**PAGE**
-------

Lewis H. Morgan, Ancient Society, pages 161-162

 

Morgan liste également les noms des gentes des Ho-de’-no-sau-nee :

 

1. Loup (Tor-yoh’-no)

2. Ours (Ne-e-ar-guy’-eee)

3. Tortue de mer ((Ga-ne-e-ar-teh-go’-wa)

4. Cerf (Na-o’-geh)

5. Bécassine (Doo-eese-doo-we’)

6. Faucon (Os-sweh-ga-da-ga’-ah)

7. Castor (Non-gar-ne’e-ar-goh)

8. Héron (Jo-as’-seh)

 

Les trois premières gentes sont communes aux cinq tribus. Ce sont aussi les seules gentes des tribus des Mohawk et des Oneida. Les trois gentes suivantes (cerf, bécassine et faucon) sont aussi communes aux tribus des Seneca, des Cayuga et des Onondaga. Le héron est aussi une gente de la tribu des Cayuga (qui dispose ainsi de sept gentes).

 

La description faite par Morgan permet d’observer qu’un certain nombre des noms de ces gentes se retrouvent dans la majeure partie des tribus indiennes de toute l’Amérique du Nord (pour ne pas dire la plupart). Mais seule la signification des noms pour les gentes restent les mêmes ou bien évoluent très peu. Les noms dans les langues de chacun de ces peuples ne sont par contre plus les mêmes.


… Comme si les langues variaient plus rapidement que la signification sociale, que l’institution elle-même. Comme si l’institution de ces divers gentes présentait moins de variations dues au temps qui passe, au temps qui s’écoule, que les langues de ces mêmes peuples.

 
Ainsi, on trouvera des listes des noms de gentes dans le livre «Ancient Society» de Lewis H. Morgan à partir de la page 178 jusqu’à la page 202 (cf. tableau ci-dessous).

 

Pour démontrer que les langues varient plus rapidement que la dénomination sociale des institutions comme l’organisation gentilice, on peut prendre un exemple parmi ceux cités par Morgan, notamment entre les indiens Iowa et les tribus Otoe et Missouri (qui appartiennent toutes deux au peuple des indiens Missouri. Ceux-ci ont gardé les mêmes significations pour les noms de leurs huit gentes (loup, ours, bisonne, élan, aigle, pigeon, serpent et hibou) mais les noms de plusieurs de ces gentes ont divergé : loup (Me-je’-ra-ja), bisonne (Ah’-ro-wha) et hibou (Ma’-kotch) n’ont pas bougé - mais ce n’est pas le cas de ‘ours’ (Moon’-cha au lieu de Too-num’pe), de ‘élan’ (Hoo’ma au lieu de Ho‘-dash), de ‘aigle’ (Kha’-a au lieu de Cheh’-he-ta), de ‘pigeon’ (Lute’ja au lieu de Lu’-chih) ou enfin de serpent (Wa’-ka au lieu de Wa-keeh).

-------

**RELEVÉ**

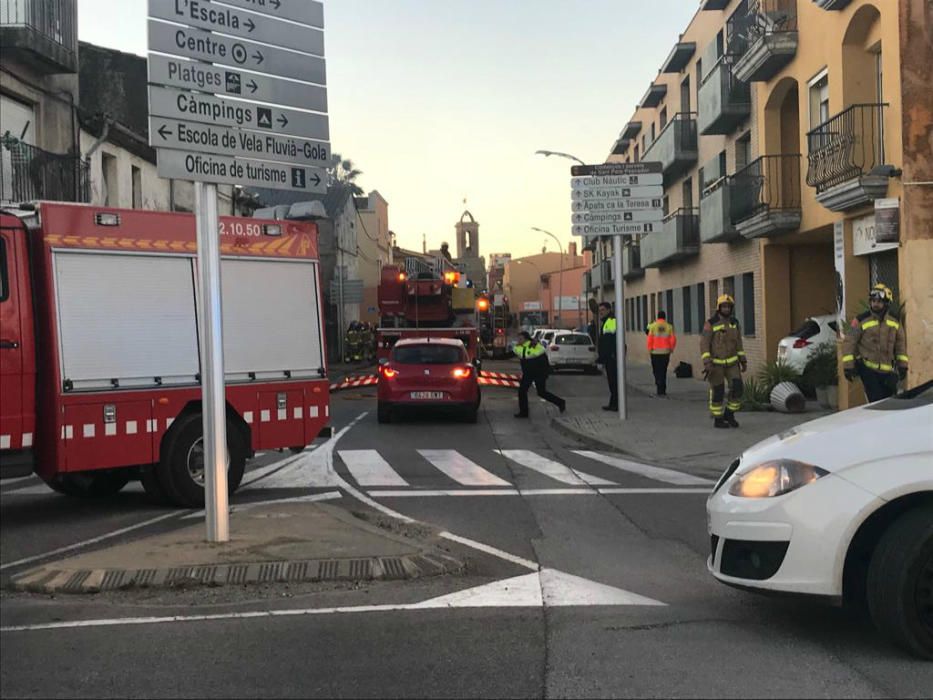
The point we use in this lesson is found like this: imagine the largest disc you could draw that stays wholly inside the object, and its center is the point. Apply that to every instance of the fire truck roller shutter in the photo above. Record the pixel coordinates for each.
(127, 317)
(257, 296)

-------

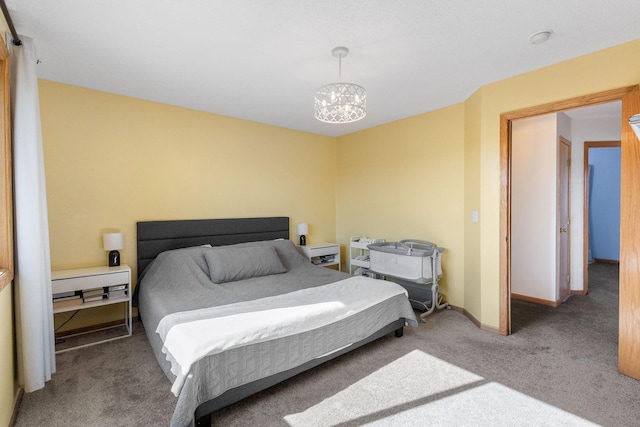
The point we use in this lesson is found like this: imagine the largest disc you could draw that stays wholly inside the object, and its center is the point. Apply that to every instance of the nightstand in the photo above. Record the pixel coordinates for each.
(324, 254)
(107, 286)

-------

**CONSIGNES ÉCRITES**
- 1) Répondez aux questions suivantes sur le texte consacré aux gentes des Ho-de’-no-sau-nee :
(a) Combien de gentes la tribu des Cayuga compte-t-elle ?
(b) Entre quelles pages d’« Ancient Society » se trouvent les listes des noms de gentes ?
(c) Quel nom désigne la gente du hibou chez les Iowa ?
- 2) Repérez chaque ligne des entrées qui contient la chaîne « stays » et recopiez-la, en respectant la casse.

**RÉPONSES**
- 1)
(a) Sept.
(b) De la page 178 à la page 202.
(c) Ma’-kotch.

- 2)
The point we use in this lesson is found like this: imagine the largest disc you could draw that stays wholly inside the object, and its center is the point. Apply that to every instance of the fire truck roller shutter in the photo above. Record the pixel coordinates for each.
The point we use in this lesson is found like this: imagine the largest disc you could draw that stays wholly inside the object, and its center is the point. Apply that to every instance of the nightstand in the photo above. Record the pixel coordinates for each.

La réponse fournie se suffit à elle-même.